Fragmento seleccionado ::
Además, los diagnósticos erróneos no son infrecuentes.

  • Hasta el 55% inicialmente fueron diagnosticados erróneamente,
  • y el 32% fueron diagnosticados erróneamente más de una vez.

Diagnósticos erróneos en 113 de 210 pacientes

  • Enfermedades psiquiátricas: depresión, Síndrome de conversión, etc): 15 (13,3%)
  • Fibromialgia: 13 (11,5%)
  • Síndrome de fatiga crónica: 10 (8,8%)
  • Esclerosis múltiple: 9 (8%)
  • Enfermedad gastrointestinal (Síndrome intestino irritable; gastroparesia, etc): 8 (7,1%)
  • Convulsiones: 8 (7,1%)
  • Miastenia gravis: 7 (6,2%)
  • Enfermedad reumatológica: 7 (6,2%)
  • Dolor crónico: 6 (5,3%)

Problemas por resolver ::
a) Enumera los diagnósticos erróneos del fragmento sobre diagnósticos erróneos que se dieron en menos de 10 pacientes.
b) Prosigue el fragmento sobre diagnósticos erróneos a partir de su última línea.

Material proporcionado ::
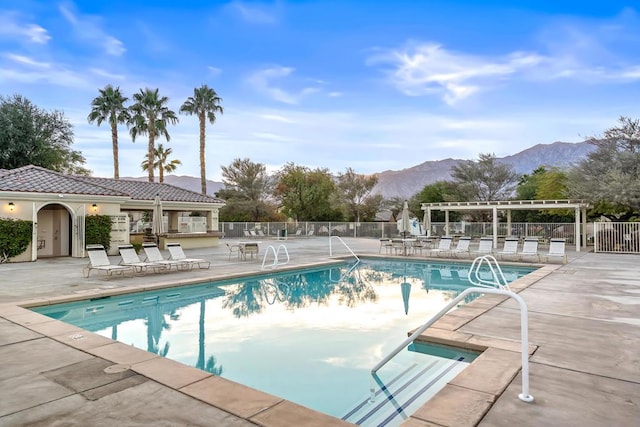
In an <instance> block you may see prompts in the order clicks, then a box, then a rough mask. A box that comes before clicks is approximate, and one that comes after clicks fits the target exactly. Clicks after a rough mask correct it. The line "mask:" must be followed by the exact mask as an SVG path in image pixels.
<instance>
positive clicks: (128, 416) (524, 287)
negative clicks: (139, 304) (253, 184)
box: [0, 237, 640, 427]
mask: <svg viewBox="0 0 640 427" xmlns="http://www.w3.org/2000/svg"><path fill="white" fill-rule="evenodd" d="M345 241H346V242H347V244H348V245H349V246H350V247H351V248H352V249H353V250H354V252H356V253H358V254H359V255H360V254H361V255H377V254H378V250H379V242H378V241H377V240H374V239H349V238H345ZM224 243H225V240H223V241H222V244H221V245H220V246H219V247H216V248H208V249H194V250H186V252H187V255H188V256H190V257H197V258H206V259H208V260H210V261H212V266H211V269H209V270H206V269H205V270H193V271H188V272H172V273H166V274H165V273H160V274H147V275H145V276H134V277H118V276H115V277H113V278H111V279H109V280H107V279H105V277H104V275H98V274H97V273H92V275H91V277H90V278H88V279H87V278H84V277H83V275H82V267H83V266H84V265H86V263H87V259H72V258H59V259H42V260H38V261H36V262H33V263H18V264H1V265H0V277H2V280H0V361H2V369H0V425H2V426H25V425H29V426H51V425H74V426H101V425H118V424H119V425H121V426H137V425H140V426H143V425H144V426H146V425H151V424H153V425H159V426H183V425H193V426H196V425H202V426H211V425H216V426H245V425H246V426H255V425H260V426H274V427H275V426H333V425H335V426H339V425H350V424H347V423H345V422H343V421H341V420H338V419H335V418H332V417H329V416H327V415H324V414H321V413H318V412H315V411H312V410H309V409H307V408H304V407H302V406H299V405H296V404H294V403H292V402H289V401H286V400H284V399H282V398H279V397H277V396H273V395H269V394H266V393H263V392H260V391H257V390H253V389H250V388H248V387H244V386H241V385H239V384H236V383H233V382H231V381H228V380H226V379H224V378H220V377H215V376H212V375H211V374H209V373H206V372H204V371H200V370H198V369H195V368H193V367H189V366H185V365H181V364H179V363H176V362H172V361H170V360H168V359H164V358H162V357H160V356H158V355H156V354H152V353H148V352H146V351H142V350H138V349H135V348H133V347H131V346H128V345H125V344H121V343H116V342H113V341H111V340H109V339H107V338H104V337H101V336H97V335H95V334H92V333H89V332H86V331H83V330H80V329H78V328H76V327H73V326H70V325H67V324H64V323H62V322H59V321H56V320H52V319H49V318H47V317H44V316H42V315H39V314H37V313H33V312H31V311H29V310H26V309H25V308H22V307H24V306H29V305H42V304H47V303H50V302H57V301H60V302H61V301H68V300H73V299H86V298H89V297H95V296H101V295H106V294H108V293H112V292H116V293H117V292H134V291H139V290H143V289H149V288H153V287H158V286H169V285H171V284H175V283H193V282H198V281H203V280H207V279H216V278H222V277H228V276H229V275H239V274H246V273H258V272H259V271H260V266H261V261H262V257H261V256H260V257H259V260H247V261H241V260H238V259H237V257H236V255H235V253H234V254H233V256H232V257H231V259H230V260H229V257H228V255H229V252H228V250H227V247H226V246H225V245H224ZM229 243H233V241H229ZM279 244H285V245H286V246H287V248H288V250H289V253H290V255H291V263H290V264H289V266H291V267H296V266H303V265H311V264H314V263H318V262H327V261H330V258H329V256H328V255H329V249H328V248H329V243H328V239H327V238H323V237H312V238H297V239H289V240H287V241H284V242H282V241H280V242H278V241H268V240H263V241H262V245H261V252H263V251H264V247H266V246H267V245H274V246H275V247H276V248H277V246H278V245H279ZM334 245H335V246H334V250H335V252H334V255H348V253H347V252H346V250H345V249H344V247H341V246H340V245H339V244H337V243H336V242H335V241H334ZM541 252H542V253H544V248H543V249H542V250H541ZM411 258H413V257H411ZM118 260H119V257H112V262H114V263H117V262H118ZM639 265H640V256H637V255H614V254H594V253H590V252H580V253H576V252H570V253H569V263H567V264H565V265H560V264H557V263H556V264H553V265H547V266H544V267H543V268H542V269H540V270H539V271H537V272H535V273H533V274H532V275H529V276H527V277H525V278H523V279H521V280H519V281H518V282H517V283H516V284H515V286H514V287H513V289H514V290H515V291H516V292H519V295H520V296H521V297H522V298H523V299H524V301H525V302H526V304H527V306H528V309H529V341H530V346H529V354H530V358H529V361H530V363H529V366H530V393H531V395H533V397H534V399H535V400H534V402H533V403H524V402H522V401H520V400H519V399H518V397H517V396H518V394H519V393H521V391H522V389H521V384H522V379H521V370H520V366H521V363H520V356H521V354H520V344H519V340H520V322H519V319H520V315H519V310H518V305H517V304H516V303H515V302H514V301H512V300H505V298H504V297H501V296H493V295H485V296H483V297H482V298H480V299H478V300H476V301H474V302H472V303H471V304H469V305H467V306H464V307H462V308H460V309H457V310H455V311H452V312H450V313H449V314H447V315H446V316H445V317H443V318H442V319H441V320H440V321H438V322H437V323H436V324H434V325H433V327H431V328H429V329H428V330H427V331H426V332H425V333H424V334H423V335H424V336H423V339H426V340H431V341H436V342H445V343H451V344H457V345H461V346H464V347H468V348H477V349H481V350H484V353H483V354H482V355H481V356H480V357H478V358H477V359H476V361H474V363H473V364H472V365H470V366H469V367H468V368H467V369H465V370H464V371H463V372H462V373H460V374H459V375H458V376H457V377H456V378H454V379H453V380H452V381H451V382H450V383H449V384H448V385H447V386H445V388H444V389H443V390H442V391H440V392H439V393H438V394H437V395H436V396H435V397H434V398H432V399H431V400H430V401H429V402H427V403H426V404H425V405H424V406H423V407H422V408H420V409H419V410H418V411H417V412H416V413H415V414H413V415H412V416H411V417H410V418H409V419H407V420H406V421H405V423H404V424H403V425H404V426H410V427H417V426H421V427H426V426H449V425H450V426H466V425H470V426H472V425H480V426H513V425H518V426H551V425H553V426H594V427H595V426H631V425H638V420H640V281H639V280H638V266H639ZM281 268H285V267H284V266H283V267H281ZM425 320H427V319H425ZM415 326H416V327H418V326H420V325H415ZM403 338H404V337H398V342H401V341H402V339H403Z"/></svg>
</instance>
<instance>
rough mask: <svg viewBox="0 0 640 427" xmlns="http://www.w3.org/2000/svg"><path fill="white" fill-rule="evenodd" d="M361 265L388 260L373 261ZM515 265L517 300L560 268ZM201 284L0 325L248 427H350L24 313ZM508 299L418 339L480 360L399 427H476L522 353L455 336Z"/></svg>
mask: <svg viewBox="0 0 640 427" xmlns="http://www.w3.org/2000/svg"><path fill="white" fill-rule="evenodd" d="M366 257H367V258H389V257H384V256H380V257H378V256H370V255H367V256H366ZM427 261H429V260H427ZM448 261H450V260H448ZM341 262H343V260H333V261H324V262H320V263H318V262H316V263H308V264H304V265H296V266H289V267H288V266H281V267H280V268H278V270H277V271H278V272H284V271H287V270H294V269H295V270H299V269H304V268H313V267H319V266H323V265H331V264H335V263H341ZM505 264H506V263H505ZM513 265H526V266H537V267H539V268H538V270H536V271H534V272H532V273H529V274H528V275H527V276H525V277H522V278H520V279H518V280H516V281H515V282H513V283H512V284H510V288H511V290H512V291H514V292H516V293H518V292H520V291H522V290H524V289H526V288H528V287H529V286H531V285H532V284H534V283H536V282H537V281H539V280H541V279H542V278H543V277H546V276H547V275H548V274H550V273H552V272H553V271H555V270H557V269H558V268H560V267H561V265H556V264H521V263H513ZM263 273H264V272H253V273H247V272H245V273H242V274H241V273H238V274H229V275H225V277H224V280H226V279H234V278H240V277H250V276H255V275H260V274H263ZM220 279H221V278H220V277H215V278H211V280H220ZM205 280H207V279H203V278H198V279H189V280H178V281H176V280H172V281H171V283H169V282H160V283H158V284H154V285H147V286H139V287H135V286H131V287H126V288H119V289H108V290H91V291H87V292H84V293H81V294H71V295H61V296H58V297H53V298H35V299H30V300H26V301H21V302H17V303H9V304H2V305H0V317H4V318H5V319H7V320H8V321H11V322H13V323H16V324H18V325H20V326H22V327H24V328H27V329H30V330H32V331H34V332H36V333H38V334H40V335H43V336H44V337H48V338H50V339H53V340H55V341H57V342H59V343H61V344H64V345H66V346H69V347H72V348H74V349H76V350H79V351H82V352H85V353H88V354H90V355H92V356H95V357H99V358H102V359H104V360H107V361H109V362H111V363H113V364H114V365H120V366H122V367H123V368H126V369H131V370H132V371H134V372H136V373H138V374H140V375H142V376H145V377H146V378H148V379H150V380H153V381H155V382H157V383H160V384H163V385H164V386H166V387H170V388H172V389H174V390H176V391H178V392H181V393H183V394H185V395H187V396H190V397H192V398H195V399H197V400H200V401H202V402H204V403H207V404H209V405H211V406H214V407H216V408H219V409H222V410H224V411H226V412H229V413H231V414H233V415H236V416H238V417H240V418H243V419H245V420H247V421H250V422H252V423H257V424H259V425H263V426H267V427H270V426H274V427H275V426H285V425H300V426H315V425H323V426H333V425H336V426H341V425H352V424H350V423H347V422H346V421H343V420H340V419H338V418H334V417H332V416H330V415H327V414H324V413H321V412H318V411H315V410H313V409H310V408H307V407H304V406H301V405H298V404H296V403H293V402H290V401H287V400H286V399H283V398H280V397H278V396H274V395H271V394H269V393H265V392H262V391H259V390H256V389H252V388H250V387H247V386H244V385H242V384H239V383H236V382H233V381H230V380H227V379H225V378H222V377H216V376H214V375H213V374H210V373H207V372H204V371H202V370H200V369H197V368H195V367H191V366H187V365H183V364H181V363H179V362H175V361H173V360H170V359H167V358H164V357H161V356H159V355H157V354H153V353H149V352H147V351H145V350H141V349H137V348H135V347H132V346H129V345H126V344H123V343H120V342H117V341H113V340H111V339H109V338H106V337H103V336H100V335H97V334H94V333H91V332H88V331H85V330H83V329H81V328H78V327H75V326H72V325H70V324H67V323H64V322H62V321H59V320H55V319H51V318H49V317H47V316H45V315H42V314H39V313H36V312H33V311H31V310H29V308H32V307H35V306H46V305H51V304H59V303H63V302H73V301H79V300H85V299H88V298H98V297H105V296H114V295H123V294H127V293H132V292H144V291H150V290H158V289H164V288H168V287H177V286H186V285H193V284H196V283H202V282H203V281H205ZM507 299H508V297H506V296H505V297H502V296H498V295H483V296H481V297H480V298H478V299H476V300H474V301H472V302H471V303H469V304H465V305H464V306H462V307H460V308H457V309H454V310H452V311H450V312H449V313H447V314H446V315H444V316H443V317H442V318H441V319H440V320H438V321H437V322H436V323H435V324H434V325H432V326H431V327H430V328H428V329H427V330H426V331H425V332H424V333H423V334H422V335H421V336H420V337H419V338H418V340H419V341H425V342H432V343H436V344H445V345H449V346H454V347H461V348H465V349H469V350H475V351H479V352H481V354H480V355H479V356H478V357H477V358H476V359H475V360H474V361H473V362H472V363H471V364H470V365H469V366H467V367H466V369H464V370H463V371H462V372H460V373H459V374H458V375H457V376H456V377H454V378H453V379H452V380H451V381H449V382H448V383H447V385H446V386H445V387H444V388H443V389H442V390H440V391H439V392H438V393H436V395H434V396H433V397H432V398H431V399H430V400H429V401H428V402H427V403H425V404H424V405H422V406H421V407H420V408H419V409H418V410H417V411H416V412H415V413H414V414H412V415H411V416H410V417H409V418H408V419H407V420H406V421H405V422H404V423H403V425H430V424H429V423H431V424H436V425H452V424H454V421H455V422H456V423H460V414H464V417H465V421H466V422H465V424H469V425H475V424H477V423H478V422H479V421H480V420H481V419H482V418H483V417H484V415H485V414H486V413H487V411H488V410H489V409H490V408H491V406H492V404H493V403H494V402H495V401H496V400H497V398H498V397H499V396H500V395H501V394H502V393H503V392H504V390H505V389H506V387H507V386H508V385H509V383H510V382H511V381H512V380H513V378H514V377H515V376H516V375H517V374H518V373H519V372H520V370H521V361H520V360H521V358H520V347H521V345H520V342H519V341H512V340H505V339H501V338H496V337H492V336H482V335H477V334H476V335H474V334H469V333H464V332H460V331H458V329H460V328H461V327H463V326H464V325H466V324H467V323H469V322H471V321H472V320H473V319H475V318H477V317H478V316H481V315H482V314H484V313H486V312H487V311H489V310H491V309H492V308H494V307H496V306H498V305H500V304H501V303H502V302H504V301H505V300H507ZM408 333H409V334H410V333H411V331H408ZM536 349H537V347H536V346H533V345H530V346H529V356H531V355H532V354H533V353H535V350H536ZM461 396H464V398H463V399H461Z"/></svg>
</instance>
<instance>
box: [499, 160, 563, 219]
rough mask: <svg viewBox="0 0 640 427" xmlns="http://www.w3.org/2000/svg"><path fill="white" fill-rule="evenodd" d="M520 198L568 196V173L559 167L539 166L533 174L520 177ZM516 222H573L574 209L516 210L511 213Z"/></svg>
mask: <svg viewBox="0 0 640 427" xmlns="http://www.w3.org/2000/svg"><path fill="white" fill-rule="evenodd" d="M516 198H517V199H518V200H556V199H566V198H568V193H567V174H566V173H565V172H563V171H562V170H560V169H558V168H551V169H547V168H545V167H544V166H539V167H537V168H536V169H535V170H534V171H533V172H532V173H531V174H524V175H522V176H521V177H520V180H519V182H518V187H517V188H516ZM511 218H512V220H514V221H516V222H571V221H573V219H574V212H573V211H572V210H569V209H567V210H564V209H547V210H539V211H531V210H522V211H519V210H516V211H514V212H513V213H512V214H511Z"/></svg>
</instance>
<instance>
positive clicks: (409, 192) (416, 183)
mask: <svg viewBox="0 0 640 427" xmlns="http://www.w3.org/2000/svg"><path fill="white" fill-rule="evenodd" d="M595 148H596V147H595V146H594V145H593V144H590V143H588V142H586V141H585V142H578V143H569V142H554V143H553V144H538V145H534V146H533V147H530V148H527V149H526V150H523V151H521V152H519V153H517V154H514V155H512V156H506V157H499V158H497V161H498V162H500V163H504V164H507V165H510V166H511V167H512V168H513V170H514V171H516V172H517V173H518V174H525V173H531V172H533V171H534V170H535V169H536V168H537V167H539V166H548V167H553V166H555V167H560V168H566V167H569V166H571V165H572V164H574V163H576V162H578V161H580V160H582V159H584V158H585V157H586V156H587V154H589V153H590V152H591V151H593V150H594V149H595ZM463 161H465V160H462V159H444V160H435V161H426V162H424V163H420V164H419V165H416V166H412V167H410V168H407V169H402V170H399V171H392V170H388V171H384V172H380V173H378V184H377V185H376V186H375V187H374V189H373V192H374V193H377V194H382V195H383V196H384V197H385V198H391V197H395V196H398V197H403V198H409V197H411V196H413V195H414V194H416V193H417V192H418V191H420V190H422V188H423V187H424V186H425V185H428V184H433V183H434V182H436V181H444V180H448V179H450V178H451V168H452V167H453V166H455V165H457V164H459V163H460V162H463ZM123 179H134V180H140V181H146V180H147V177H137V178H123ZM164 182H166V183H167V184H171V185H175V186H176V187H180V188H184V189H186V190H191V191H195V192H196V193H199V192H200V178H198V177H194V176H186V175H171V174H169V175H165V177H164ZM222 188H224V184H223V183H222V182H218V181H211V180H207V194H208V195H210V196H213V195H214V194H215V193H216V192H217V191H218V190H220V189H222Z"/></svg>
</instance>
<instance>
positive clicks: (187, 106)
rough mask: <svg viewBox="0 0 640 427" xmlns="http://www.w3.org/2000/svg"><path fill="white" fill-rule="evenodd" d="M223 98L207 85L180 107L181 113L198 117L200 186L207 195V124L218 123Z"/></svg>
mask: <svg viewBox="0 0 640 427" xmlns="http://www.w3.org/2000/svg"><path fill="white" fill-rule="evenodd" d="M220 102H222V98H220V97H219V96H218V94H217V93H216V91H215V90H213V89H211V88H210V87H208V86H207V85H202V86H201V87H200V88H196V89H194V90H193V96H190V97H189V98H187V100H186V101H185V102H184V104H182V106H181V107H180V112H181V113H185V114H189V115H193V114H195V115H197V116H198V122H199V123H200V186H201V192H202V194H207V168H206V165H205V140H206V135H205V133H206V122H207V121H208V122H209V123H211V124H214V123H215V122H216V113H220V114H222V113H223V109H222V106H221V105H220Z"/></svg>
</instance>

Problemas resueltos ::
a) Esclerosis múltiple, enfermedad gastrointestinal, convulsiones, miastenia gravis, enfermedad reumatológica y dolor crónico.

b)
Existen varias razones para el retraso diagnóstico y errores diagnósticos, como:

  • la falta de familiaridad del médico con las enfermedades debido a su rareza,
  • la heterogeneidad de los síntomas que son difíciles de combinar en un diagnóstico unificador
  • y la amplia gama de síntomas iniciales que tienden a ser multisistémicos y hay que ser un experto para saber conectar todos estos síntomas y así sospechar una enfermedad mitocondrial

Todos estos factores contribuyen a la alta proporción de participantes que recibieron otros diagnósticos erróneos antes de su diagnóstico final.

CONSECUENCIAS FISICAS, SOCIALES Y ECONOMICAS DE LA ENFERMEDAD MITOCONDRIAL

Las consecuencias sociales, emocionales o económicas más preocupantes para pacientes adultos con enfermedad mitocondrial incluyen:

  • aislamiento social
  • pérdida de aficiones o actividades.
  • pérdida de independencia
  • pérdida de trabajo o incapacidad para conseguir trabajo.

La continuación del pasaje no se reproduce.